======== RECORDS SHOWN ========

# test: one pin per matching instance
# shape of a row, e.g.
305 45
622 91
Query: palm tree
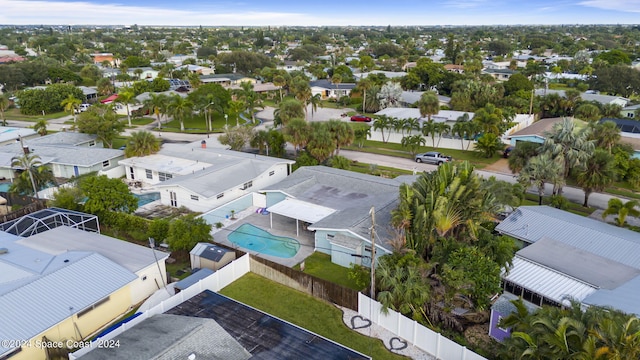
279 81
157 103
71 104
315 101
41 127
180 108
381 123
615 206
28 162
596 174
4 105
540 170
571 147
141 143
126 98
428 104
606 135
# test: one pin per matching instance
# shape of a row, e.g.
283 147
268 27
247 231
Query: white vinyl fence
214 282
410 330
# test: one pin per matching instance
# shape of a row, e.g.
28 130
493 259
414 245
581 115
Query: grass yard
320 265
305 311
14 114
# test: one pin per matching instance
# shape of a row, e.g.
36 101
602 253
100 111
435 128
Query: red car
361 118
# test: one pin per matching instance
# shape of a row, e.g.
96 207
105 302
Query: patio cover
300 210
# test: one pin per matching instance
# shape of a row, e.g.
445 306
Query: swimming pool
144 199
256 239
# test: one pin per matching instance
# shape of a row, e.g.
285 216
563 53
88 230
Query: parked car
433 157
507 151
361 118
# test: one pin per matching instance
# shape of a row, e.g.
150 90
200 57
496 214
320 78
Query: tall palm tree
180 108
141 143
4 105
126 98
71 104
570 146
540 170
615 206
596 174
606 135
428 104
157 104
28 162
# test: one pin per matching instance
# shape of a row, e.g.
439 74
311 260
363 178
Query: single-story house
327 89
602 99
70 154
209 256
202 178
89 281
571 257
336 205
629 112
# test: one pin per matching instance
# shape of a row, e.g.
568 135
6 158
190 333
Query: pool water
144 199
256 239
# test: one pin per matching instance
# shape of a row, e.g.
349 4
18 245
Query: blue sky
319 12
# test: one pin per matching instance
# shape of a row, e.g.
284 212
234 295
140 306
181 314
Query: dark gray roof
169 337
329 85
263 335
193 278
580 264
532 223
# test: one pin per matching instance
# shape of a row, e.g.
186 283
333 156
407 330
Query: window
164 176
86 310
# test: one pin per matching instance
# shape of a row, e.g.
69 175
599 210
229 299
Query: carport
299 210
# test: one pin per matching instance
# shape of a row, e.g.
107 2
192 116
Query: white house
201 178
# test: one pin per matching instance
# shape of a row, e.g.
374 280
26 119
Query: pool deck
282 226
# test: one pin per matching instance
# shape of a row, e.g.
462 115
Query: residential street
576 195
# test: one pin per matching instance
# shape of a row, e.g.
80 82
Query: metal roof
546 281
61 239
532 223
301 210
169 337
37 306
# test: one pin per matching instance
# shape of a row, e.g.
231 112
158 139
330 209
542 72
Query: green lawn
305 311
14 114
320 265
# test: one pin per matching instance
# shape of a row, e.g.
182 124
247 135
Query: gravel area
391 341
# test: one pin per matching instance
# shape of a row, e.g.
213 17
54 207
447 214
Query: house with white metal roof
62 283
336 205
571 257
202 178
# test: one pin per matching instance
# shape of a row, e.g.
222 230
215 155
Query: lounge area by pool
255 239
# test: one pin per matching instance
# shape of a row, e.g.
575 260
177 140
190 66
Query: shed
209 256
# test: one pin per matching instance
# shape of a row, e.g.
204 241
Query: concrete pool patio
282 226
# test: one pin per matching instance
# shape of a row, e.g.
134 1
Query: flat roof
264 336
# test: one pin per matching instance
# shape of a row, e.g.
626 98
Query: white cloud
85 13
618 5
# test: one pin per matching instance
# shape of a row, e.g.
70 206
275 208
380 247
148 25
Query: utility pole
372 212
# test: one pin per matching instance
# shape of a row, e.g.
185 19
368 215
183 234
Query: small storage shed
209 256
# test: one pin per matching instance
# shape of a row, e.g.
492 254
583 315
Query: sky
318 12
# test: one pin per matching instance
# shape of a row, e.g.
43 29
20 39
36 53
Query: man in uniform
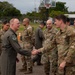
65 40
27 38
5 27
39 38
10 48
49 50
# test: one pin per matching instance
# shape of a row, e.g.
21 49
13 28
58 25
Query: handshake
35 51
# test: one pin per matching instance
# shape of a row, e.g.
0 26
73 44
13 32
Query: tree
60 8
8 10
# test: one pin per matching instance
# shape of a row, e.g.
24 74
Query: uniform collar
13 31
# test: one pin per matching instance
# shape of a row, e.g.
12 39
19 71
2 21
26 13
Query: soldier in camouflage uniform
65 39
27 37
49 50
5 27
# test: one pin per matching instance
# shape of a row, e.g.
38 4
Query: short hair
61 17
68 19
5 22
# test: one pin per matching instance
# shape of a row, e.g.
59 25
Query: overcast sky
28 5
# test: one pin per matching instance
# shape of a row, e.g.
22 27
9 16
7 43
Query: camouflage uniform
49 50
1 35
66 50
27 44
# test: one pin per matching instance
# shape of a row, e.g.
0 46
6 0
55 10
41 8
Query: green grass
34 25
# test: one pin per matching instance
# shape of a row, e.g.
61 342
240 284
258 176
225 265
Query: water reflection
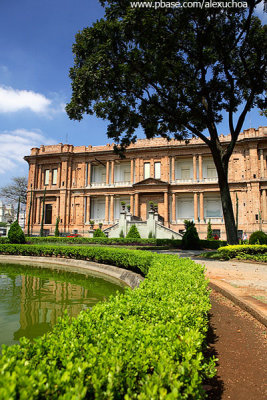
32 299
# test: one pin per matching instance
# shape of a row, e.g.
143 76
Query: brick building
86 183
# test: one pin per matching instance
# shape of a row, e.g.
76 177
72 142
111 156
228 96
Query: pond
33 297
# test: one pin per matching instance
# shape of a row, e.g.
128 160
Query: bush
147 343
243 252
98 233
133 233
15 233
190 238
56 229
209 232
258 237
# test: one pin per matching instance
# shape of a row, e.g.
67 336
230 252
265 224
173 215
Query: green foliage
209 232
15 233
147 343
56 229
133 233
99 233
249 252
258 237
190 238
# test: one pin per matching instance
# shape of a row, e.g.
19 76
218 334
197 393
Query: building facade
83 183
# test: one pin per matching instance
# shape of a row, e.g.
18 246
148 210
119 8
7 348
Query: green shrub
190 238
258 237
98 233
209 232
56 229
133 233
15 233
243 251
147 343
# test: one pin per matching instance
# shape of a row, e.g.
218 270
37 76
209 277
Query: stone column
136 204
194 167
106 209
58 205
132 171
132 203
107 173
200 167
166 209
88 208
112 208
173 169
264 205
38 209
112 172
173 208
262 163
201 206
195 207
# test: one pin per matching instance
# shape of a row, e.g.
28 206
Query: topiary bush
133 233
190 238
15 233
98 233
258 237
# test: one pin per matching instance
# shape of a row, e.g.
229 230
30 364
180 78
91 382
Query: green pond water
32 298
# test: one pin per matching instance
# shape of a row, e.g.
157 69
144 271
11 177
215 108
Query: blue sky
36 38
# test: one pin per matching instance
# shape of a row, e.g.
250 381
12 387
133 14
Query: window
157 173
54 176
46 176
146 170
211 171
185 173
48 214
127 176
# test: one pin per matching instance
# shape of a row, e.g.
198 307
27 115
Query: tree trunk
227 206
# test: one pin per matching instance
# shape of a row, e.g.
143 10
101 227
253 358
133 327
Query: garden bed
146 343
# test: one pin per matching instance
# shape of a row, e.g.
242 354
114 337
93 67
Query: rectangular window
157 174
47 177
185 173
48 214
211 171
146 170
54 176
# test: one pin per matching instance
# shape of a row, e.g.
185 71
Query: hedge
256 252
175 243
147 343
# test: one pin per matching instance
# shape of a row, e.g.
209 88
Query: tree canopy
17 189
174 73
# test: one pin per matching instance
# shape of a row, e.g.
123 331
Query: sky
36 38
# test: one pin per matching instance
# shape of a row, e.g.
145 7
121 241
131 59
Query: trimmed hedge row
144 344
137 261
243 251
175 243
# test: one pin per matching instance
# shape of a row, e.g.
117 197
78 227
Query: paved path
245 283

========

** AIM OF THE TASK **
Your answer must be an exact copy of the records above, with every picture left out.

** COMPLETED EXERCISE **
# test: one pin per matching instance
# shape of a row, e.g.
305 45
622 91
Query: palm tree
279 81
157 103
71 104
315 101
41 127
180 108
381 123
615 206
28 162
596 174
4 105
540 170
571 147
141 143
126 98
428 104
606 135
# test: one pin per matching instance
# shape of a row, e.g.
283 147
268 27
247 231
Query: white vinyl fence
214 282
410 330
# test: one pin per matching instance
# shape of a row, e.g.
28 130
493 259
414 245
581 115
Query: grass yard
320 265
305 311
14 114
# test: one pin per matching instance
# shape of a row, e.g.
36 101
602 253
100 111
435 128
Query: red car
361 118
# test: one pin per matching instance
# shape of a row, e.g.
96 207
105 302
Query: patio cover
300 210
# test: one pin per matching instance
# shape of a row, e.g.
445 306
Query: swimming pool
144 199
256 239
# test: one pin per matching instance
# shape of a row, e.g.
285 216
563 53
88 230
Query: parked car
433 157
507 151
361 118
# test: one pin per matching instance
# shape of a row, e.g.
150 90
200 57
496 214
320 78
Query: tall palm tree
180 108
141 143
4 105
126 98
71 104
570 146
540 170
615 206
596 174
606 135
428 104
157 104
28 162
# test: one pin per matching instance
# shape of a row, e.g.
439 74
311 260
363 178
Query: single-story house
327 89
602 99
70 154
209 256
202 178
89 281
571 257
336 205
629 112
# test: one pin per matching instance
# shape of a row, e.g.
568 135
6 158
190 333
Query: pool water
144 199
256 239
# test: one pin per matching instance
# shape of a row, e.g.
349 4
18 245
Query: blue sky
319 12
# test: one pin per matching instance
# shape of a row, e.g.
284 212
234 295
140 306
181 314
Query: dark gray roof
169 337
329 85
263 335
193 278
580 264
532 223
# test: one pin per matching instance
# shape of a row, e.g.
186 283
333 156
407 330
Query: window
164 176
86 310
# test: one pin per matching instance
# shape of a row, e.g.
69 175
599 210
229 299
Query: carport
299 210
# test: one pin per matching instance
# shape of a row, e.g.
107 2
192 116
Query: white house
201 178
# test: one pin per matching instance
# shape of a row, e.g.
374 280
26 119
Query: pool deck
282 226
# test: one pin per matching instance
# shape of a row, e.g.
462 115
Query: residential street
576 195
# test: one pin per matching instance
# shape of a row, e.g.
80 82
Query: metal roof
546 281
61 239
532 223
301 210
169 337
37 306
# test: one pin per matching instance
# shape of a row, e.g.
231 112
158 139
330 209
542 72
Query: green lawn
305 311
14 114
320 265
# test: one pin per matching instance
# shape of a row, e.g.
182 124
247 135
Query: gravel area
391 341
# test: one pin per matching instance
# shape of a row, e.g.
213 17
54 207
447 214
Query: house with white metal roof
62 283
336 205
571 257
202 178
# test: one pin per matching instance
# shape of a row, e.g.
222 230
215 155
Query: lounge area by pool
255 239
# test: one pin per matching instance
# shape of a row, e.g.
575 260
177 140
190 66
Query: shed
209 256
# test: one pin per matching instance
# shape of a row, e.g.
204 241
Query: concrete pool patio
282 226
# test: one pin per matching instance
# shape of a row, e.g.
134 1
Query: flat roof
264 336
# test: one pin per matching instance
# shape of a row, e.g.
626 98
Query: white cloud
85 13
618 5
# test: one pin per matching instance
# shape of a row, e.g.
70 206
275 208
380 247
148 25
Query: utility pole
372 212
# test: one pin per matching instance
# shape of a row, e.g.
185 19
368 215
183 234
Query: small storage shed
209 256
# test: one pin per matching instance
# shape of a row, e.g.
492 254
583 315
Query: sky
318 12
# test: one pin per matching instance
# shape of a row, e.g.
43 29
20 39
36 53
Query: man in uniform
65 40
27 38
5 27
39 38
10 48
49 50
# test: one pin per matching instance
# shape of a row, e.g.
21 49
13 28
58 25
Query: handshake
35 51
# test: one pin per matching instance
# shape of a row, e.g.
0 26
73 44
13 32
Query: tree
60 8
8 10
# test: one pin per matching instance
# shape of a row, e.g.
24 74
Query: uniform collar
13 31
# test: one pin per matching instance
# shape of a row, e.g.
12 39
19 71
2 21
26 13
Query: soldier in camouflage uniform
65 39
27 37
49 50
5 27
# test: one pin per matching instance
# shape of a row, e.g.
38 4
Query: short hair
61 17
68 19
5 22
# test: one pin per matching instance
# shape of a row, e.g.
59 25
Query: overcast sky
28 5
# test: one pin per matching instance
# shape of a row, e.g.
22 27
9 16
7 43
Query: camouflage uniform
49 50
1 35
66 50
27 44
# test: one pin per matching instance
# shape of a row, e.g.
0 46
6 0
55 10
41 8
Query: green grass
34 25
# test: one pin per matching instance
# shape of a row, e.g.
61 342
240 284
258 176
225 265
Query: water reflection
32 299
# test: one pin per matching instance
# shape of a row, e.g.
143 76
Query: brick building
86 183
# test: one pin per matching instance
# shape of a row, e.g.
76 177
72 142
111 156
228 96
Query: pond
33 297
# test: one pin per matching instance
# shape of a row, e.g.
128 160
Query: bush
147 343
243 252
98 233
133 233
15 233
190 238
56 229
209 232
258 237
# test: one pin per matching instance
# shape of a row, e.g.
67 336
230 252
265 224
173 215
Query: green foliage
209 232
15 233
147 343
56 229
133 233
99 233
249 252
258 237
190 238
# test: one pin per matching instance
# shape of a row, e.g.
19 76
218 334
197 393
Query: building facade
83 183
# test: one pin per matching instance
# shape of a row, e.g.
18 246
148 210
119 8
7 348
Query: green shrub
190 238
258 237
98 233
209 232
56 229
133 233
15 233
243 251
147 343
# test: one pin per matching instance
# shape of a row, e.g.
218 270
37 76
209 277
Query: stone column
136 204
194 167
106 209
58 205
132 171
132 203
107 173
200 167
166 209
88 208
112 208
173 169
264 205
38 209
112 172
173 208
262 163
201 206
195 207
# test: one pin per matching instance
# shape of a row, e.g.
28 206
Query: topiary bush
133 233
190 238
15 233
98 233
258 237
# test: one pin per matching instance
# shape of a row, e.g.
229 230
30 364
180 78
91 382
Query: green pond water
32 298
# test: one pin per matching instance
# shape of a row, e.g.
157 69
144 271
11 177
215 108
Query: blue sky
36 38
# test: one pin per matching instance
# shape of a row, e.g.
250 381
12 387
133 14
Query: window
157 173
54 176
46 176
146 170
211 171
185 173
48 214
127 176
# test: one pin per matching instance
# shape of a row, e.g.
198 307
27 115
Query: tree trunk
227 206
# test: one pin per matching instance
# shape of a row, e.g.
143 10
101 227
253 358
133 327
Query: garden bed
146 343
# test: one pin per matching instance
# shape of a row, e.g.
242 354
114 337
93 67
Query: rectangular window
157 174
47 177
185 173
48 214
211 171
146 170
54 176
# test: one pin per matching instance
# shape of a row, e.g.
185 71
Query: hedge
256 252
175 243
147 343
# test: one pin per matching instance
# shape of a row, e.g.
209 88
Query: tree canopy
17 189
174 73
# test: one pin per matching instance
# shape of a row, e.g.
123 331
Query: sky
36 38
# test: one pin per matching instance
# shape of a row, e.g.
145 7
121 241
131 59
Query: trimmed hedge row
144 344
137 261
243 251
175 243
# test: one pin per matching instance
# shape of a row, e.g.
117 197
78 227
Query: paved path
245 283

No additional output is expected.